**Work to be completed:** Give only the number of lines in the following entries where "cloud" appears.
*** Opening Input data ***
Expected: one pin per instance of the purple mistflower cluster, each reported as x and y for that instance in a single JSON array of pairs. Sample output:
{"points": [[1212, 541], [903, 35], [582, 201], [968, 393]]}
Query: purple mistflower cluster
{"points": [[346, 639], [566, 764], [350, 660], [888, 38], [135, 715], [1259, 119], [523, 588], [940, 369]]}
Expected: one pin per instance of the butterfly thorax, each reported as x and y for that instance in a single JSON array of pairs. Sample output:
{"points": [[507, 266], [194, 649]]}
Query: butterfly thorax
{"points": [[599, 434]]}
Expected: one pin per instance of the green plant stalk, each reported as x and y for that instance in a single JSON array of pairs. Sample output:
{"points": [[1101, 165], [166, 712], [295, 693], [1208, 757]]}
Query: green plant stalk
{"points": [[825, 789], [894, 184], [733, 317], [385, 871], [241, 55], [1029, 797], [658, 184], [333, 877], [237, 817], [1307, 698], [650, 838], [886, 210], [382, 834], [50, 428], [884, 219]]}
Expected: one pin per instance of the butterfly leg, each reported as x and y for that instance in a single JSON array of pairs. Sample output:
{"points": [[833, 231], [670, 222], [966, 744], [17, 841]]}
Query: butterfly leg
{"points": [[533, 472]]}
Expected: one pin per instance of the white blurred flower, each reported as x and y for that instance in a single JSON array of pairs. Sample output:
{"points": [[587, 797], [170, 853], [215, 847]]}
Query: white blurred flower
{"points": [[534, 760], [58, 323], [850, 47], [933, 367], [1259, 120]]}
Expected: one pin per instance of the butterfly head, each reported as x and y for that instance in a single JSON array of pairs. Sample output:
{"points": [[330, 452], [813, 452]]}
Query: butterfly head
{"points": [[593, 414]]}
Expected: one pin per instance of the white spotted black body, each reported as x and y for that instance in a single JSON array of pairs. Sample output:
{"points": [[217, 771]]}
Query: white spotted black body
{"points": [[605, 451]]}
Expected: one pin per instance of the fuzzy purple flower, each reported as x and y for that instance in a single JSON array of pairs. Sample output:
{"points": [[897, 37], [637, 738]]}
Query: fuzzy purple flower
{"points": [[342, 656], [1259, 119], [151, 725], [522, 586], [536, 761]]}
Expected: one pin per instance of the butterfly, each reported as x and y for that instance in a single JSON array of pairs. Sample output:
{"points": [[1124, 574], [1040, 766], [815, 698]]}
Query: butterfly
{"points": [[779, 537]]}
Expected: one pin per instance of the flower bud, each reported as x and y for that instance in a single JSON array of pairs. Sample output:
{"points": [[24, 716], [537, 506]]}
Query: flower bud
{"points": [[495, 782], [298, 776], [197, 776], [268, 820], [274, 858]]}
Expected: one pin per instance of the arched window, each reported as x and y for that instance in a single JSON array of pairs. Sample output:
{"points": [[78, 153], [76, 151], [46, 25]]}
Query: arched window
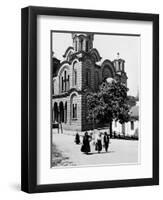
{"points": [[74, 74], [88, 77], [76, 45], [55, 113], [81, 44], [74, 107], [132, 125], [65, 120], [62, 84], [61, 112], [64, 81], [86, 46], [96, 80]]}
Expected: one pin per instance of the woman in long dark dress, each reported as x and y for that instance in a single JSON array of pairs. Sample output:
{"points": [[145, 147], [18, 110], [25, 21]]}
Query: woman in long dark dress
{"points": [[98, 143], [86, 146], [77, 138], [106, 141]]}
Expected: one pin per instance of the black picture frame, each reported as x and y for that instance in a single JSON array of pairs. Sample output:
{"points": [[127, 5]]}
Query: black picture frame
{"points": [[29, 99]]}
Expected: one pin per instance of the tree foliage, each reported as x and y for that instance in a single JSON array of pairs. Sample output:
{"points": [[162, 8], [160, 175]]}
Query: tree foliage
{"points": [[109, 103]]}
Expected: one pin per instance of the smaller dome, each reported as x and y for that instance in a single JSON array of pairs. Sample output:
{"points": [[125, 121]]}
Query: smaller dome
{"points": [[110, 80]]}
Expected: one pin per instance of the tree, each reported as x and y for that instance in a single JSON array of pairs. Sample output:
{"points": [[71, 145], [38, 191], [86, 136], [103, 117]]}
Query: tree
{"points": [[109, 103]]}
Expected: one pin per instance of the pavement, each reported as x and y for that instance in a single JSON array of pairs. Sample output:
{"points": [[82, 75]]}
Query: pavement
{"points": [[119, 152]]}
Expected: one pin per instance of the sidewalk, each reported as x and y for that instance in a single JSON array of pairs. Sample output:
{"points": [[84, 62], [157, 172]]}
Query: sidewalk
{"points": [[120, 152]]}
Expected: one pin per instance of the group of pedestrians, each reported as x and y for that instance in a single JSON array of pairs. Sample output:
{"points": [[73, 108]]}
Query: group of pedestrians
{"points": [[99, 140]]}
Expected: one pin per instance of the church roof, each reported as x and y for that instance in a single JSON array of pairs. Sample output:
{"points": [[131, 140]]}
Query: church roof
{"points": [[134, 112]]}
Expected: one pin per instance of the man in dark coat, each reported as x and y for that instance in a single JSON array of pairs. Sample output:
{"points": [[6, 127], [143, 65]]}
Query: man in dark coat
{"points": [[106, 141], [86, 146]]}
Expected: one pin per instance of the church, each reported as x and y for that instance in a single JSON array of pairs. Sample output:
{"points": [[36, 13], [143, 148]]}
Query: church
{"points": [[81, 71]]}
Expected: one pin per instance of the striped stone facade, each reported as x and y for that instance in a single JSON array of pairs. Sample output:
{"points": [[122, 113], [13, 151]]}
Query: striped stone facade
{"points": [[76, 75]]}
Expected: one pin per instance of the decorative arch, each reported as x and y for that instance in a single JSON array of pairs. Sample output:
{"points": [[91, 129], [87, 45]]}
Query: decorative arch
{"points": [[74, 73], [64, 77], [55, 112], [95, 54], [61, 112], [69, 51], [108, 70], [73, 106]]}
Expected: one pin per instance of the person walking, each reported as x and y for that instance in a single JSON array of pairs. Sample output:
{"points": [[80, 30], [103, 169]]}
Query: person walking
{"points": [[77, 138], [106, 141], [98, 145], [85, 148]]}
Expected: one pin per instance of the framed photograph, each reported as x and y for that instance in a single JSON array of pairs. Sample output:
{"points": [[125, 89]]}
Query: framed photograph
{"points": [[90, 99]]}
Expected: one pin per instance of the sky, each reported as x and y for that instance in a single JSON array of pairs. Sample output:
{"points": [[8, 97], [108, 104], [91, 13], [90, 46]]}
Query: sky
{"points": [[108, 46]]}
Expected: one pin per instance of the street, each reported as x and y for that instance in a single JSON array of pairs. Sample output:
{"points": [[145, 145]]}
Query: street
{"points": [[66, 153]]}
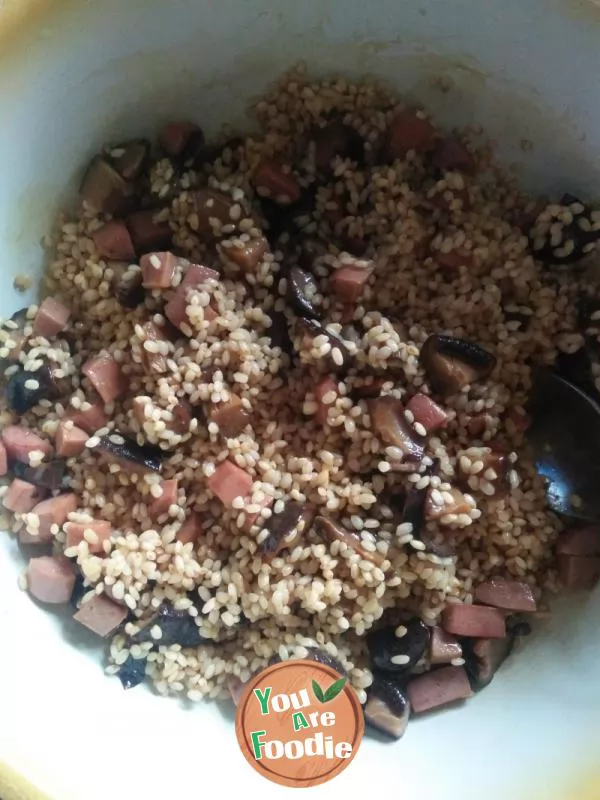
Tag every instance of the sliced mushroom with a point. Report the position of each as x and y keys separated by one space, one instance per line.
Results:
x=451 y=364
x=392 y=427
x=393 y=654
x=286 y=528
x=301 y=290
x=332 y=531
x=387 y=708
x=130 y=158
x=176 y=626
x=338 y=356
x=105 y=190
x=126 y=449
x=484 y=657
x=49 y=475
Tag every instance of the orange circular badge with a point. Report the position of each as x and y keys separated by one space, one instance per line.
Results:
x=299 y=723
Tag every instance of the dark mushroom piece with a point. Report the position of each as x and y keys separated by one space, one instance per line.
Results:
x=484 y=657
x=387 y=708
x=565 y=232
x=286 y=528
x=301 y=290
x=132 y=672
x=126 y=449
x=49 y=475
x=339 y=356
x=392 y=427
x=332 y=531
x=399 y=655
x=337 y=139
x=177 y=627
x=105 y=190
x=130 y=158
x=451 y=364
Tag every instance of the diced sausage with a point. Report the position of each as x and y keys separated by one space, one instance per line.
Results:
x=510 y=595
x=409 y=131
x=51 y=318
x=113 y=241
x=452 y=154
x=175 y=137
x=106 y=377
x=231 y=416
x=191 y=530
x=578 y=572
x=101 y=615
x=51 y=579
x=348 y=283
x=54 y=511
x=438 y=688
x=103 y=189
x=427 y=412
x=443 y=647
x=228 y=482
x=21 y=497
x=273 y=180
x=246 y=255
x=479 y=622
x=175 y=310
x=581 y=541
x=160 y=505
x=158 y=269
x=98 y=532
x=70 y=440
x=19 y=442
x=88 y=419
x=147 y=233
x=325 y=389
x=3 y=459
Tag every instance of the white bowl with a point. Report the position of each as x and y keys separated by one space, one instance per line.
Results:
x=75 y=74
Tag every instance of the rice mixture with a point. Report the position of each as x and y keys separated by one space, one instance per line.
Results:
x=267 y=463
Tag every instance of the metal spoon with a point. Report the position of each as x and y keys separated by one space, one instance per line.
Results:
x=565 y=439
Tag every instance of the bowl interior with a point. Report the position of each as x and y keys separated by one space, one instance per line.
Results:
x=78 y=75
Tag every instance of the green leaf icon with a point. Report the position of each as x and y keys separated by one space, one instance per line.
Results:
x=334 y=690
x=318 y=692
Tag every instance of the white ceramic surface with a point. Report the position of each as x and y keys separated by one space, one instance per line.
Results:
x=82 y=73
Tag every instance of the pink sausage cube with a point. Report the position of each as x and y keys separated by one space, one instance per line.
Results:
x=54 y=511
x=105 y=376
x=427 y=412
x=50 y=579
x=510 y=595
x=348 y=283
x=19 y=442
x=158 y=270
x=21 y=496
x=479 y=622
x=160 y=505
x=325 y=388
x=100 y=528
x=101 y=615
x=438 y=688
x=578 y=572
x=70 y=441
x=90 y=420
x=228 y=482
x=191 y=530
x=114 y=242
x=582 y=541
x=3 y=459
x=51 y=318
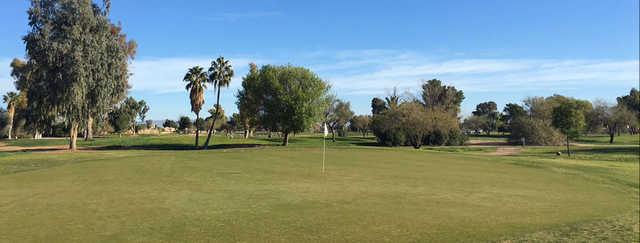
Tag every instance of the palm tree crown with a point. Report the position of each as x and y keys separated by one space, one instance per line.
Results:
x=11 y=99
x=196 y=80
x=220 y=73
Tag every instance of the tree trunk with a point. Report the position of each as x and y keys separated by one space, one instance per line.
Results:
x=37 y=134
x=73 y=136
x=612 y=134
x=89 y=132
x=11 y=112
x=568 y=152
x=197 y=128
x=215 y=116
x=333 y=134
x=285 y=140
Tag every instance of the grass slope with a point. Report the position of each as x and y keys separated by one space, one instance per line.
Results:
x=146 y=191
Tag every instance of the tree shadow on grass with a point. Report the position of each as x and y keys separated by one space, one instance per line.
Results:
x=632 y=150
x=175 y=147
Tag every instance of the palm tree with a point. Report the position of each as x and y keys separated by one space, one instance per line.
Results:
x=196 y=80
x=220 y=74
x=11 y=99
x=393 y=100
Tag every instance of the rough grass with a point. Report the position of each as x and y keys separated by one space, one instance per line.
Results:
x=152 y=189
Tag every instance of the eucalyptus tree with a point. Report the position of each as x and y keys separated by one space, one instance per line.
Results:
x=293 y=99
x=568 y=118
x=11 y=99
x=196 y=80
x=249 y=101
x=80 y=60
x=340 y=114
x=143 y=109
x=436 y=95
x=220 y=74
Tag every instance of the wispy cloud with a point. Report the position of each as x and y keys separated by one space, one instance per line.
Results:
x=236 y=16
x=373 y=72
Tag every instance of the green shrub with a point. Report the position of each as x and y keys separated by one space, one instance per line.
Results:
x=413 y=124
x=535 y=132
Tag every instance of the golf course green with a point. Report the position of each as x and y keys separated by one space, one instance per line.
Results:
x=155 y=189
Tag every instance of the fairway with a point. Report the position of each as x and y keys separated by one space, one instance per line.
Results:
x=271 y=193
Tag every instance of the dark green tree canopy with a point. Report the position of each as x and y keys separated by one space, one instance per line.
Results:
x=485 y=108
x=378 y=106
x=512 y=111
x=568 y=118
x=631 y=101
x=293 y=98
x=436 y=95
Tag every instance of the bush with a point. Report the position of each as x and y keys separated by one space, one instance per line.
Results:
x=412 y=124
x=535 y=132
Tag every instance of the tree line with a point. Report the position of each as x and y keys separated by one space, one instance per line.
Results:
x=557 y=119
x=75 y=71
x=74 y=80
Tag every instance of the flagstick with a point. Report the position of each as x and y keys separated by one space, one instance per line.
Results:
x=324 y=150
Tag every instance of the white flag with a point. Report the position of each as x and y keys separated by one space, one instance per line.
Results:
x=326 y=132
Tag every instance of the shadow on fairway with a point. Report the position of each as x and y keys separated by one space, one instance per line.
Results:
x=175 y=147
x=614 y=150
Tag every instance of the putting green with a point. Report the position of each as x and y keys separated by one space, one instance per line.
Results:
x=279 y=194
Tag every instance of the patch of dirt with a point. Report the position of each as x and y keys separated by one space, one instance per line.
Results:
x=8 y=148
x=486 y=143
x=505 y=151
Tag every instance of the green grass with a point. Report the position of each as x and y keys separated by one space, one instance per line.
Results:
x=152 y=189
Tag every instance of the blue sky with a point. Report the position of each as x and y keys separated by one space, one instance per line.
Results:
x=492 y=50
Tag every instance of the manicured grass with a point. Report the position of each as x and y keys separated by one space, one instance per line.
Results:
x=151 y=189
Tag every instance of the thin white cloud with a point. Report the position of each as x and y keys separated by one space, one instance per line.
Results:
x=236 y=16
x=372 y=72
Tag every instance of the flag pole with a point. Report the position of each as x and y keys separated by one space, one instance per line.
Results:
x=324 y=150
x=324 y=143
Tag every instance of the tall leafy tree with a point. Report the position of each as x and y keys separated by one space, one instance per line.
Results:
x=488 y=110
x=78 y=60
x=249 y=102
x=361 y=123
x=11 y=99
x=631 y=101
x=294 y=99
x=510 y=113
x=143 y=109
x=220 y=74
x=618 y=118
x=196 y=80
x=569 y=119
x=436 y=95
x=340 y=114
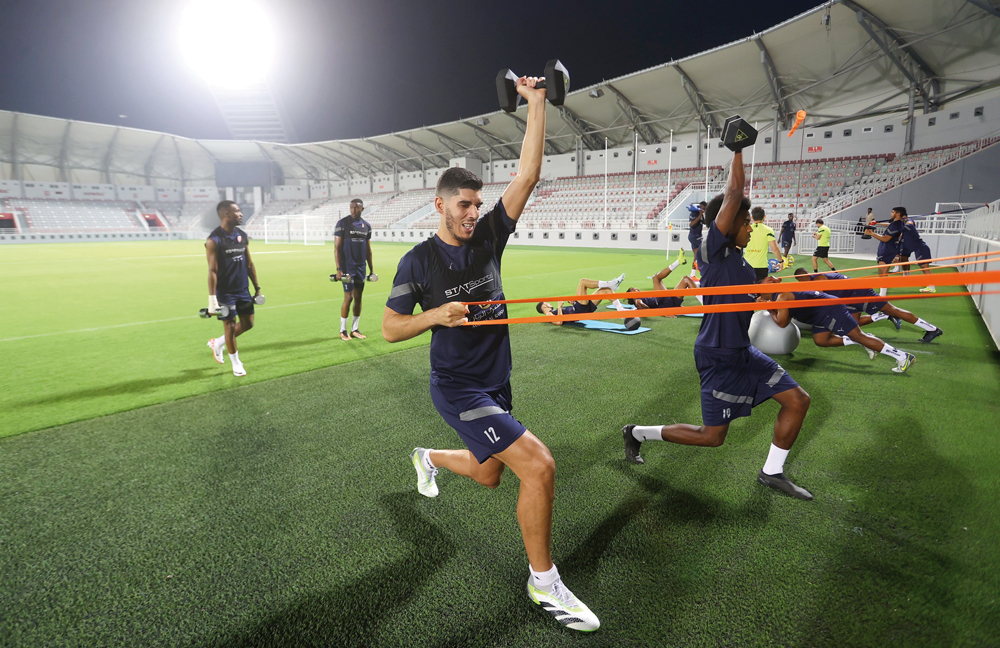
*** Closing Input data ***
**Answer to this problem:** 2